SHORT EXERCISE >>
Put every line of the records below into a numbered list, skipping any blank lines. Leave the pictures out of your answer.

------------------------------

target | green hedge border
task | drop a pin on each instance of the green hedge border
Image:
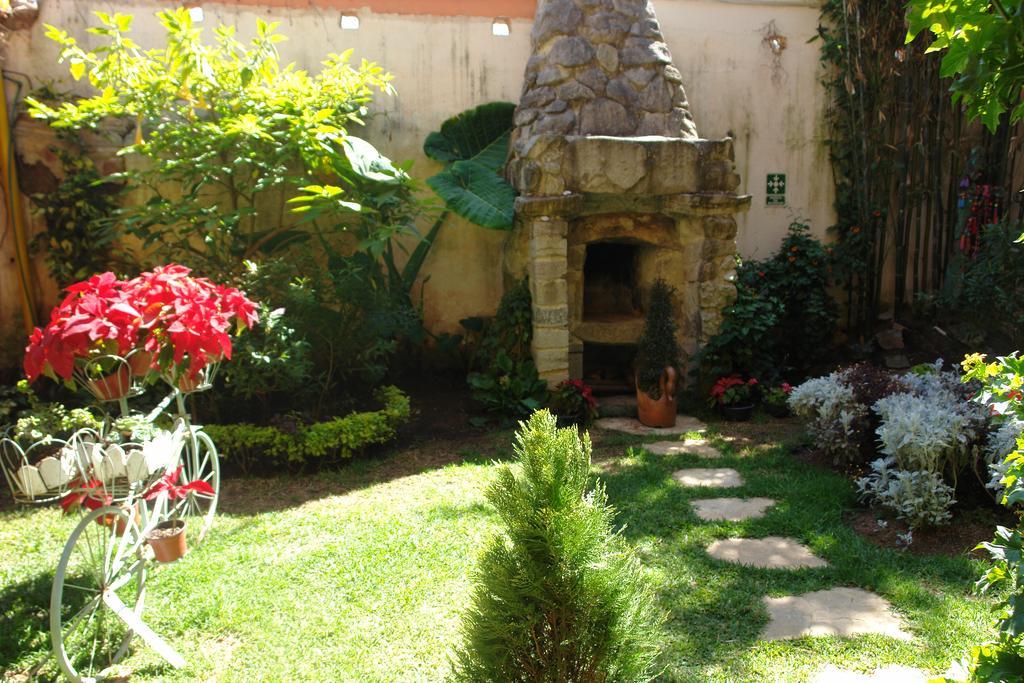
(249, 444)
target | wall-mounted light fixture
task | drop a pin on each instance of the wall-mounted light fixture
(775, 41)
(501, 27)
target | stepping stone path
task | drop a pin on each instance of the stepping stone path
(689, 446)
(769, 553)
(892, 674)
(732, 509)
(840, 611)
(723, 477)
(684, 424)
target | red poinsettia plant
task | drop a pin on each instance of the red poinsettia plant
(177, 324)
(574, 398)
(733, 390)
(169, 484)
(91, 495)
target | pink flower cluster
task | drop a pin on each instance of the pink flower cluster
(731, 389)
(182, 321)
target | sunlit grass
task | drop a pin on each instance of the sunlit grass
(368, 583)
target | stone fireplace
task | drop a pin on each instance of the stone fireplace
(615, 190)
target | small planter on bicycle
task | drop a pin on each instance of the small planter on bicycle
(133, 494)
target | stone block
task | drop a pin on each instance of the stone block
(656, 96)
(605, 117)
(554, 229)
(717, 296)
(594, 78)
(720, 227)
(546, 268)
(606, 164)
(570, 51)
(555, 17)
(550, 293)
(548, 359)
(573, 90)
(607, 56)
(556, 338)
(551, 76)
(551, 315)
(675, 167)
(640, 51)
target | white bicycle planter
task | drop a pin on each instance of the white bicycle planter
(99, 584)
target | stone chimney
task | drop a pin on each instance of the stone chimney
(615, 189)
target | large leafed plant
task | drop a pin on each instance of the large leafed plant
(227, 134)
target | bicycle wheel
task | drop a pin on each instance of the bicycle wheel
(101, 562)
(200, 463)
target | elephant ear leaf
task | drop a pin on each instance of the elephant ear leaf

------------------------------

TASK RESPONSE >>
1. target | green hedge border
2. task | drop a pin on each instance of the green hedge border
3. Image:
4. (249, 444)
5. target | wall-mounted light fixture
6. task | drop a pin on each instance of the wall-mounted light fixture
7. (775, 41)
8. (501, 27)
9. target | stepping stone path
10. task | drop a pin on each instance of the stepping stone path
11. (689, 446)
12. (769, 553)
13. (892, 674)
14. (732, 509)
15. (840, 611)
16. (723, 477)
17. (684, 424)
18. target | red poinsettia plant
19. task | drop a pin on each instance of the red poinsettia plant
20. (177, 324)
21. (574, 398)
22. (733, 390)
23. (169, 484)
24. (91, 495)
25. target | pink flower cluster
26. task | drop a pin on each instance of the pink flower cluster
27. (731, 389)
28. (182, 321)
29. target | sunlit grass
30. task | drop a pin on each instance of the sunlit grass
31. (368, 583)
32. target | stone fireplace
33. task | drop a pin on each instance of the stone fireplace
34. (615, 190)
35. target | small planter on bicycle
36. task | drop a pin on each instance of the small planter on bicycle
37. (133, 494)
38. target | stone block
39. task | drop a pin on each instance of the stone block
40. (656, 96)
41. (605, 117)
42. (554, 229)
43. (717, 296)
44. (594, 78)
45. (720, 227)
46. (546, 268)
47. (606, 164)
48. (570, 51)
49. (555, 17)
50. (550, 293)
51. (548, 359)
52. (573, 90)
53. (607, 56)
54. (556, 338)
55. (551, 76)
56. (551, 315)
57. (675, 167)
58. (640, 51)
59. target | white bicycle planter
60. task | drop a pin on each instance of the white bicycle planter
61. (99, 584)
62. target | stone chimney
63. task | drop a pin on each instance of the stone chimney
64. (615, 189)
65. target | large leafed plant
66. task | drop a pin on each instance of the large leafed plant
67. (227, 134)
68. target | bicycle wheel
69. task | drop a pin on each instance of the bicycle wheel
70. (101, 562)
71. (200, 463)
72. target | elephant ear leaf
73. task | drop a pin on each instance of the elephant ear leaf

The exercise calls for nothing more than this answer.